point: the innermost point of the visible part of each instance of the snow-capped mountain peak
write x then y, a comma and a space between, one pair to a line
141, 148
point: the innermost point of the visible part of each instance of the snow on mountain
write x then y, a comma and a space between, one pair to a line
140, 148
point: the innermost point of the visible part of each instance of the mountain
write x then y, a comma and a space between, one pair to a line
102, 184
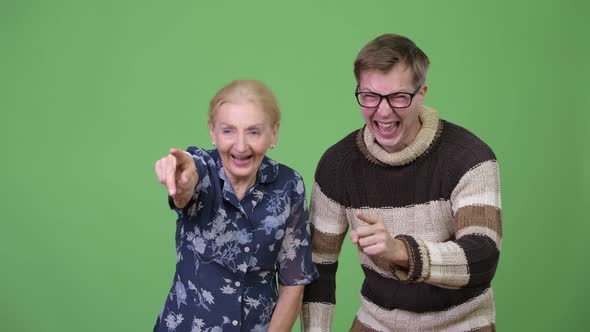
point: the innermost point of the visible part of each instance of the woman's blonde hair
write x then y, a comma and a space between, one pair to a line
246, 91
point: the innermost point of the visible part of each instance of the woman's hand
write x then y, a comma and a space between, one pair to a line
287, 309
374, 240
177, 172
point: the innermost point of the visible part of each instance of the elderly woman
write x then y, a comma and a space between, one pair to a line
242, 223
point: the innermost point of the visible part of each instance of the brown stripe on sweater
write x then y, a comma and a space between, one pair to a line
323, 289
418, 297
484, 216
357, 326
325, 244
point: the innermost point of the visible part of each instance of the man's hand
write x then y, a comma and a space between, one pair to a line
177, 172
375, 241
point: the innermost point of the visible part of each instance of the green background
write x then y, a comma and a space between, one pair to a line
92, 93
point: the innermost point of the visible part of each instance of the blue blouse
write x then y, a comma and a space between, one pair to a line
230, 252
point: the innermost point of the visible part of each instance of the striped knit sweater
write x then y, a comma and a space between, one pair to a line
441, 197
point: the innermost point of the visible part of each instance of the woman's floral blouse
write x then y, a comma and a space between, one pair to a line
230, 252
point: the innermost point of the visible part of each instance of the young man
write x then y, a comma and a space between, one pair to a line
421, 197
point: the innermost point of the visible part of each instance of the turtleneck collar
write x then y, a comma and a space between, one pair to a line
424, 139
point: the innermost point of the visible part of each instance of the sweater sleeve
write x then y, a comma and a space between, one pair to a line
471, 257
328, 228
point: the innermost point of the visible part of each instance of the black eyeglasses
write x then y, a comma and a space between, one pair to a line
395, 100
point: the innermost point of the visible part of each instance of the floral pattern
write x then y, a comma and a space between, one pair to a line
230, 254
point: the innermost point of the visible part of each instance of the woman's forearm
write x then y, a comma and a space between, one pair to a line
287, 309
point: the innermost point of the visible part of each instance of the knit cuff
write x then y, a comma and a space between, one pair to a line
419, 262
317, 317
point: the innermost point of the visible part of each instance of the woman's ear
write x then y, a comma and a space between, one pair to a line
275, 133
211, 133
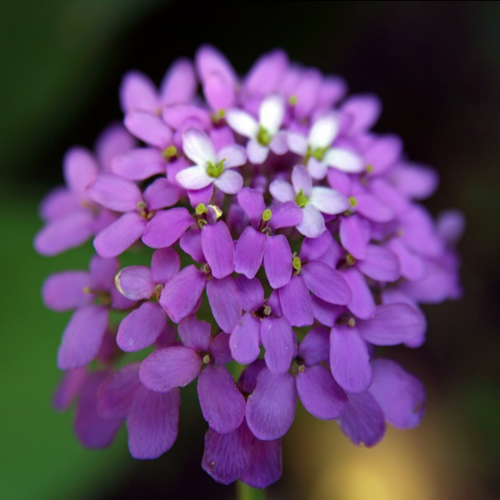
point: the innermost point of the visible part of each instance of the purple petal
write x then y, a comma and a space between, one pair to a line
313, 223
301, 180
271, 407
222, 404
230, 182
103, 272
149, 128
135, 282
152, 423
219, 349
116, 394
279, 341
327, 314
80, 169
383, 153
64, 291
160, 194
137, 92
190, 243
362, 303
353, 236
252, 202
225, 302
363, 420
278, 261
82, 337
251, 293
349, 359
115, 193
249, 252
120, 235
296, 302
195, 334
364, 111
91, 429
265, 467
412, 265
182, 292
139, 164
380, 264
393, 324
286, 214
227, 456
218, 248
64, 233
179, 83
320, 394
315, 347
267, 72
313, 248
326, 283
164, 265
166, 227
372, 208
170, 367
244, 340
141, 327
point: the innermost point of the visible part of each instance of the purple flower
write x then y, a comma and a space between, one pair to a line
307, 260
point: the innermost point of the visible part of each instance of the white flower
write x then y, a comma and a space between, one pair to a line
316, 148
264, 135
312, 200
210, 167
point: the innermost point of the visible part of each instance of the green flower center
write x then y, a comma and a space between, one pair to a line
215, 170
301, 199
263, 136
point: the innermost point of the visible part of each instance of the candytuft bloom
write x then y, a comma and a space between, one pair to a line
273, 198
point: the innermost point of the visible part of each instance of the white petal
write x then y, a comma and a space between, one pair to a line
234, 156
197, 146
297, 143
324, 131
328, 200
279, 143
257, 153
194, 178
317, 169
313, 224
282, 191
230, 182
271, 113
243, 123
301, 180
344, 160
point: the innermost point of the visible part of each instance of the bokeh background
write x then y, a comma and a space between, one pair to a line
436, 67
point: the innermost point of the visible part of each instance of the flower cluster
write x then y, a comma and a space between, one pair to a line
268, 208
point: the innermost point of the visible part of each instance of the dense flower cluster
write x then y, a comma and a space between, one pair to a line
273, 213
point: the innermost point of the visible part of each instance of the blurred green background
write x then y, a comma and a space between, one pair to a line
436, 67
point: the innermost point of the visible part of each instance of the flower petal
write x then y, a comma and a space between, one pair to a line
321, 396
166, 227
271, 407
222, 404
141, 327
170, 367
349, 359
82, 337
278, 339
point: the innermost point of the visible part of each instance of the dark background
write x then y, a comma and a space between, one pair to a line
436, 68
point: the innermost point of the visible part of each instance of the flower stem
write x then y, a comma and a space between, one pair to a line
244, 492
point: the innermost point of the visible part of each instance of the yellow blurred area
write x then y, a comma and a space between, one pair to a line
422, 464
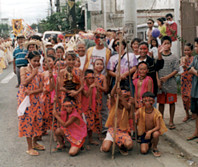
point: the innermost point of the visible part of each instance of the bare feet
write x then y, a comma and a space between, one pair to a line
32, 152
186, 118
92, 142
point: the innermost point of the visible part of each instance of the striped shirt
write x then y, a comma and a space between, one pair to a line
171, 63
19, 57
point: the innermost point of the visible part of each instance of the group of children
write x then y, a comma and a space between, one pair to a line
74, 98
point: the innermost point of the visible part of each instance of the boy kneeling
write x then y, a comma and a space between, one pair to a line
72, 127
123, 139
150, 124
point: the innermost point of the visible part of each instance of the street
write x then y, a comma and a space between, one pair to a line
13, 149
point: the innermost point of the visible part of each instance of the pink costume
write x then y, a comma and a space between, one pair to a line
74, 133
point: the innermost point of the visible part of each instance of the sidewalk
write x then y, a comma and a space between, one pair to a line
183, 130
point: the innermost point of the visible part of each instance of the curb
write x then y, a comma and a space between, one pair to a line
182, 145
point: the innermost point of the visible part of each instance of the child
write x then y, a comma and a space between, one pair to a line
70, 80
78, 63
60, 53
101, 85
150, 125
168, 92
72, 127
134, 46
30, 124
123, 139
89, 105
193, 69
142, 84
47, 78
186, 79
154, 49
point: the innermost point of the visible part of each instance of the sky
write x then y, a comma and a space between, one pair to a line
29, 10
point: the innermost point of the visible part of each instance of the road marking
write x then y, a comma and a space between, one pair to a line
8, 77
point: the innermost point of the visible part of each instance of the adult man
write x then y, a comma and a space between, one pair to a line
150, 24
81, 52
171, 31
19, 58
99, 52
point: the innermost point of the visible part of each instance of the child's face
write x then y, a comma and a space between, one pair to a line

## Stated task
Write out all of the data above again line for line, without any changes. Omit the pictures from your copy.

## Task answer
point: the innermost point of the visible part of each instance of the snow-capped mountain peak
write x then y, a comma and a space between, one pair to a line
141, 148
point: the innermost point of the visible part of each instance of the snow on mountain
write x then y, a comma and a space between, one pair to a line
140, 148
point: the innermost point of the visible part of each instance of the mountain
write x then y, a comma and a space between, one pair to a line
102, 184
point: the innermost point of the visible part of each instance of the woman's blonde hair
write x then y, a comma and a space between, one pair to a line
246, 91
point: the innermost point of the visible part of each instance of the woman's hand
write x then y, a comma and a space between, one pair to a line
287, 309
374, 240
177, 172
point: the innermost point of the visible part of each instance of the elderly woman
write x then y, a comma and a space between, one pair to a line
242, 223
point: the innermost point of the visible part of each instance of the brown stripe on sweater
write x then y, a comma and a space between, one pair to a line
323, 289
418, 297
484, 216
357, 326
325, 244
point: the innermost point of the visible part of each instance of the man's hand
write x then y, a comma and a space between, one pair to a line
177, 172
375, 241
point: the innermost point of the visible part of each instance of the green background
write x then y, a comma and a space between, one pair to a line
92, 93
point: the innermost point of the visible part of each instance of the blue blouse
write x then y, a comma and a space between, one pair to a line
230, 252
point: the innermost point of the visible part of each instance of the striped knit sweater
write x then y, a comma and a space between, one pair to a line
441, 197
point: the innermost point of the visible part of each instance of the woman's floral blouse
write x then y, a comma and a space between, one pair to a line
230, 252
point: the innermost point of the visible part of each instance of the young man
write x then y, a comma and a space between, one pair to a line
421, 197
point: the innermost point of the visible part of each instance of the turtleneck collar
write x then y, a comma and a space between, one pair to a line
424, 139
point: the innermost point of the visible part of each instance of the sweater sleeve
write x then y, a comma and a space between, one pair to a line
471, 257
328, 228
point: the innermost point of the visible part of each instance of the black eyeglasses
write x then y, a comma and a space between, one pair to a line
395, 100
point: the innermost point of the visible part of each instance of the floral pattern
write x then y, a comma and a space between, one pair to a line
230, 254
point: the innermost point of the visible part of each instance of the woman's forearm
write x then y, a comma and a space between, one pair to a line
287, 309
point: the innermost point of the visible part of each instance of the knit cuff
write x then y, a comma and a space between, one pair to a line
419, 262
317, 317
point: the innermost point of the visible part of each instance of the woman's ear
write x then y, a comma and a space between, one pair to a line
275, 133
211, 133
point: the innermost point of the visible part of each instance of the purple petal
write x then y, a comma and a space between, one pair to a line
313, 223
301, 180
271, 407
222, 404
230, 182
103, 272
149, 128
135, 282
152, 423
219, 349
116, 394
279, 341
327, 314
80, 169
383, 153
64, 291
160, 194
137, 92
190, 243
362, 303
353, 236
252, 202
225, 302
363, 420
278, 261
82, 337
251, 293
349, 359
115, 193
249, 252
120, 235
296, 302
195, 334
364, 111
91, 429
265, 467
412, 265
182, 292
139, 164
380, 264
393, 324
286, 214
227, 456
218, 248
64, 233
179, 83
320, 394
315, 347
267, 72
313, 248
326, 283
164, 265
166, 227
372, 208
170, 367
244, 340
141, 327
point: the innermost point of the visible part of each instance of the purple flower
write x then y, a comma and a space between, one pair to a line
307, 260
point: the innermost point of the visible part of each instance of the white flower
write x then y, a comma and a space between, one pair to a line
316, 148
264, 135
312, 200
210, 167
point: the innermost point of the visible part of each instance of the green flower center
write x then y, a comma and a space between, one pair to a line
215, 170
301, 199
263, 136
point: the innermost point of the visible part of each instance of the candytuft bloom
write x then y, a comma and a space between, one pair to a line
273, 198
point: the innermost point of the visible part of each instance of the white petal
write x then y, a comma and a space between, one pair to a line
234, 156
197, 146
297, 143
324, 131
328, 200
279, 143
257, 153
194, 178
317, 169
313, 224
282, 191
230, 182
271, 113
243, 123
301, 180
344, 160
point: the innermost point of the visible part of each instance of the bokeh background
write x then y, a comma and a space between, one pair to a line
436, 67
point: the innermost point of the visible part of each instance of the flower cluster
write x then y, a comma and a space between, one pair to a line
268, 208
point: the innermost point of the visible part of each instance of the dense flower cluster
write x then y, a comma and a space between, one pair to a line
273, 213
point: the innermost point of the visible part of each instance of the blurred green background
write x then y, a comma and a space between, one pair to a line
436, 67
point: the innermost point of the visible part of each instance of the flower petal
write x then y, a comma and a space between, one pair to a line
321, 396
166, 227
271, 407
222, 404
141, 327
170, 367
349, 359
82, 337
278, 339
point: the innermost point of the visible part of each instance of the dark background
write x then y, a comma and a space between, one pair to a line
436, 68
point: the innermost point of the visible part of each instance of the flower stem
write x then y, a comma and a space between, one pair to a line
244, 492
point: the innermost point of the visible part of each instance of the yellow blurred area
write x then y, a comma and a space between, one pair to a line
422, 464
point: the innermost point of the visible part of each instance of the bare feet
write x then y, a comma and a space between, one pair to a line
32, 152
186, 118
92, 142
point: the innermost point of the visible part of each instance of the striped shirt
write x then y, a comma and a space between, one pair to a line
171, 63
19, 57
point: the innermost point of the visible part of each instance of the group of children
write x then y, a comma and a space between, one pair to a line
74, 98
point: the innermost point of the visible part of each instance of the boy kneeling
write x then y, a comma and a space between, one pair to a line
72, 127
123, 139
150, 124
point: the innermost point of the visible part of each instance of the street
write x then y, a comma and a space between, one pair to a line
13, 149
point: the innermost point of the visible part of each instance of the pink costume
write x then y, a comma and a space between, one pair to a line
74, 133
point: the innermost point of the visible part of each instance of the sidewalk
write x then y, a comma and a space between, one pair to a line
183, 130
point: the innermost point of the visible part of each instance of the curb
write x then y, a comma and a space between, one pair to a line
182, 145
point: the innermost point of the visible part of each instance of the child
write x then y, a comma and a space between, one pair to a line
70, 80
78, 63
60, 53
101, 85
150, 125
168, 92
72, 127
134, 46
30, 124
123, 139
89, 105
193, 69
142, 84
47, 78
186, 79
154, 49
point: the innermost point of the visible part of each instance of the sky
write x then y, a comma and a space between, one pair to a line
29, 10
point: the innermost point of the visible part of each instance of the road marking
write x then y, a comma and a space between, one pair to a line
8, 77
point: the innermost point of the visible part of each instance of the adult man
write x then y, a comma and a space between, one pair to a line
150, 24
81, 52
171, 31
19, 58
99, 52
point: the innermost point of the visible part of each instance of the child's face
write x then y, a comma and a space between, one pair to a line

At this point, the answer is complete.